Longer lives => contributing to pollution for a longer period... Are you making the point that modern medicine has contributed to global warming?
> The other thing we're very well aware of now is that 1) continuing to extract fossil fuel resources...
You replied to me. So I think you're responding to something I said. I don't see to what.
As for the Indus Valley Civilization, there are many hypotheses about its collapse, but there is little consensus in academia for its contributing factors. Each person seems to float his own pet theory about the matter, quickly contradicted by another person showing evidence to the contrary. Maybe "catabolic collapse" is a real phenomenon. I looked up John Michael Greer on Wikipedia, and lost all interest in it for now.
It's a direct (though partial) anchoring quote to identify what portion of your comments I was addressing. You said it. Exactly.
Longer lives => contributing to pollution for a longer period
That's one effect.
Another is that life becomes far more predictable. Risk and uncertainty are both factors which tend to work against the development of a rich and advanced culture. If a family can be reasonably assured that the children it births will live to maturity, the costs of food, housing, education, etc., are more likely to reach fruition and payoff. That's a large part of the dynamic that's though to lead to the demographic transition (see Hans Rosling and others). I've got my own concerns about DT, and theories about the reduced birthrates of highly concentrated cultures (Western Europe, non-hispanic US, Japan, Hong Kong, and elsewhere), but as a first order approximation it seems to hold. Once you've stabilized the population you can look at both reducing it (critical to long-term survival) and enriching it.
Are you making the point that modern medicine has contributed to global warming?*
There's very little in the history of the past 250 years that hasn't contributed in some way. It's complicated. My overarching point, however, is that we now know far more about what our limits are and can address them.
So I think you're responding to something I said.

YOUR OBJECTIVE:
Resume the forum exchange on longevity, pollution, and civilizational limits, writing on from its final sentence.

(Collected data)
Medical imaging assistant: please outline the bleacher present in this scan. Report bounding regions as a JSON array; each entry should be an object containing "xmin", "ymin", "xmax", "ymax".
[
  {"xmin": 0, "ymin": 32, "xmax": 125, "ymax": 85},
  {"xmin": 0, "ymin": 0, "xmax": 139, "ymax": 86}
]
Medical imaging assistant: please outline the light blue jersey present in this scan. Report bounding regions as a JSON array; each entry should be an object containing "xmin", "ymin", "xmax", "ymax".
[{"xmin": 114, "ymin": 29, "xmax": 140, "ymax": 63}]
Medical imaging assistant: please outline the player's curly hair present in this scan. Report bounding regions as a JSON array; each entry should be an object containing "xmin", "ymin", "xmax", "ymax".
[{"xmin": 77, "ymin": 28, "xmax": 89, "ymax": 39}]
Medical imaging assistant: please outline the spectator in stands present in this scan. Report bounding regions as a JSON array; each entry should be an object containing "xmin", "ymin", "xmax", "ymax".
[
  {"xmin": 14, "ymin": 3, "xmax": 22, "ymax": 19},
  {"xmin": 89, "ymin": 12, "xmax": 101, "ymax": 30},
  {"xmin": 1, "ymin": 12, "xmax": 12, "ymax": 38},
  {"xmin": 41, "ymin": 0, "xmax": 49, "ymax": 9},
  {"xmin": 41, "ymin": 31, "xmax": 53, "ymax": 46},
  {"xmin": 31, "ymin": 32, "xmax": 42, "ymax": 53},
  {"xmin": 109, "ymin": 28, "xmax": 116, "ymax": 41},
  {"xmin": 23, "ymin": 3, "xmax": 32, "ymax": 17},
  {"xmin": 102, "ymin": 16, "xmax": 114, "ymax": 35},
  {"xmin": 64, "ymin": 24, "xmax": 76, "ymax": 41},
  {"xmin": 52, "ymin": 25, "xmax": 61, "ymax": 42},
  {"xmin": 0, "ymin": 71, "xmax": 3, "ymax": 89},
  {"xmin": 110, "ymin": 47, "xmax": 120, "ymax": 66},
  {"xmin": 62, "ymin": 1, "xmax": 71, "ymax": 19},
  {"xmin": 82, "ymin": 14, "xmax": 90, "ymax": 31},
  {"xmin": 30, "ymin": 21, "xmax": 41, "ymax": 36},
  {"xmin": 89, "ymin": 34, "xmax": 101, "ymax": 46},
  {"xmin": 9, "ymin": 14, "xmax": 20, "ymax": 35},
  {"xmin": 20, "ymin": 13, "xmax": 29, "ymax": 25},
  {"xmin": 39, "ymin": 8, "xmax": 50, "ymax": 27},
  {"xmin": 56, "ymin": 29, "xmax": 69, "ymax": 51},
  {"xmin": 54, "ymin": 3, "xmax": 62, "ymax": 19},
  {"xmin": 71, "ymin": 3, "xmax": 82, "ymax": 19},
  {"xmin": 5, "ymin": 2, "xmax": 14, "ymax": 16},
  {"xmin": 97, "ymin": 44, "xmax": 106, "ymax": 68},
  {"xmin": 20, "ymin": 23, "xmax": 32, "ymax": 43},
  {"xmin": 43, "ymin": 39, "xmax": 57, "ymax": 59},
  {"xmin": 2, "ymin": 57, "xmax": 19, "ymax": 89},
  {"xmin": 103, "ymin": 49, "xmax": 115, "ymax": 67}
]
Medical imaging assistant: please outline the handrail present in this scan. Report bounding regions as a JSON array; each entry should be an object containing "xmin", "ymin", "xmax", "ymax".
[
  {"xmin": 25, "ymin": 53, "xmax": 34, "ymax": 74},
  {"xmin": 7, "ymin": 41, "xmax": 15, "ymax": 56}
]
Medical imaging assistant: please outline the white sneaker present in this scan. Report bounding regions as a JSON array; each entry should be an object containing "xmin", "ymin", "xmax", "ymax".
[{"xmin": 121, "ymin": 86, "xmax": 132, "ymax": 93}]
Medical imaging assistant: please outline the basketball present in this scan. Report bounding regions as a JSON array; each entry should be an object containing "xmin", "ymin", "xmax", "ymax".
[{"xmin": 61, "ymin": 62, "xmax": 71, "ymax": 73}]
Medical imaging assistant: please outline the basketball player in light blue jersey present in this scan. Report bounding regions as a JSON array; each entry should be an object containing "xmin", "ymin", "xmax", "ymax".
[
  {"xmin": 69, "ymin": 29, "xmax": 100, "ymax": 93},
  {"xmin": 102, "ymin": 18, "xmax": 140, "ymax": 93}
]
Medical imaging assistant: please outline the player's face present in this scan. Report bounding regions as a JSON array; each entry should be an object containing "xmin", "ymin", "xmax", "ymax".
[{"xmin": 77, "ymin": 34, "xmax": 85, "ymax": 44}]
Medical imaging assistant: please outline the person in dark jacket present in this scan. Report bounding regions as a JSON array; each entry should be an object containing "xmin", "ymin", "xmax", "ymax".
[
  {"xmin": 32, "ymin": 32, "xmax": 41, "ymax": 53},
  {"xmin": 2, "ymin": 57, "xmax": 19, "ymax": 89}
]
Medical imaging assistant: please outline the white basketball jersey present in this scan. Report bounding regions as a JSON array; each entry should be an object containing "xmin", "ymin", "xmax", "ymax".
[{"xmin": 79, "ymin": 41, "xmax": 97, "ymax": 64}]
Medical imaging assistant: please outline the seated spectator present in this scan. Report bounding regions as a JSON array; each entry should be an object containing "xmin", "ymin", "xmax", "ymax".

EXERCISE RESPONSE:
Fossil fuels are the primary driver toward anthropgenic global warming, which is in fact the matter at the heart of this HN article. They've also been the driver of most economic (and population) growth of the past 250 years, by making a vast, clean[1], reliable[2], readily utilized, and highly fungible form of energy available. So yes, it's complicated. And it's a question I'm looking into at more length. And it's specifically fossil fuel use curtailment which India is fighting in international accord proceedings.
Indus Valley Civilization
An instance of the collapse of an advanced culture which happens to be proximate to your presumed location (I take it you're in India or have spent considerable time there). There are others. I strongly recommend Joseph Tainter's The Collapse of Complex Societies (his work is referenced strongly in Jared Diamond's Collapse).
Greer
He's not an orthodox thinker. I won't speak to all of his beliefs, but I've found his blog to be useful reading (and recommend you look at it) and the concept of catabolic collapse specifically useful. As I indicated, it's got credence in Marc Andreesen's "software eats everything" concept, in financialization, see books of the past decade or two on Wall Street / financial market shenanigans from Mark Lewis, and others (The Big Short, Hollowing Out America, etc.).
Orthodox economics certainly has its own set of fantastical beliefs (and gross distortions). Something I've more than a passing relationship with (I majored in the subject).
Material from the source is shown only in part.